● What to do
Among the entries below, find every line that contains the string "house", then copy it.

Natural language region descriptions
══════════════════════════════

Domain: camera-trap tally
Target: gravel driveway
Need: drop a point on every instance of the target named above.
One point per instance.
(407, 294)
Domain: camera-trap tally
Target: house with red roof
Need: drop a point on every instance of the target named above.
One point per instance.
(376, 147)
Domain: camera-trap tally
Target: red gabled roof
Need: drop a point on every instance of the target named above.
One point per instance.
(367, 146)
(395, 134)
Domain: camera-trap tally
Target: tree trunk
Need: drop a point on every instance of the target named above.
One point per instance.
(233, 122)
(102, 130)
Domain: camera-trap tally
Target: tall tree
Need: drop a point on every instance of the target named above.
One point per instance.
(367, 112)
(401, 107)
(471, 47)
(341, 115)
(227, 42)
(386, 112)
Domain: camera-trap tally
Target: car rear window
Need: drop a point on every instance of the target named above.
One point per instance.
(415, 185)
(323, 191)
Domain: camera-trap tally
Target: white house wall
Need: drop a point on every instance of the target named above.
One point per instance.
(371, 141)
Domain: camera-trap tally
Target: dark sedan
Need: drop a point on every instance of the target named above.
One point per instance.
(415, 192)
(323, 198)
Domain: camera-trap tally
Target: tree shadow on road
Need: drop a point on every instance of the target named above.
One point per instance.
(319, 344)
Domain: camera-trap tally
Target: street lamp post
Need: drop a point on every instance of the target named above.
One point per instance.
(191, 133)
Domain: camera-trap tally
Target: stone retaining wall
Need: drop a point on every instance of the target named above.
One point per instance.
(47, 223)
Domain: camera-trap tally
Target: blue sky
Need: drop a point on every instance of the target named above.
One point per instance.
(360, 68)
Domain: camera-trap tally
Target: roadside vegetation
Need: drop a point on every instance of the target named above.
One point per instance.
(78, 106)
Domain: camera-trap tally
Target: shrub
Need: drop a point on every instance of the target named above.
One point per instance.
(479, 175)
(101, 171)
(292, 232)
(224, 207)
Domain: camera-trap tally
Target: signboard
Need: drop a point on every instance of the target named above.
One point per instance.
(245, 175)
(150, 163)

══════════════════════════════

● Your response
Target: house with red roof
Target: white house wall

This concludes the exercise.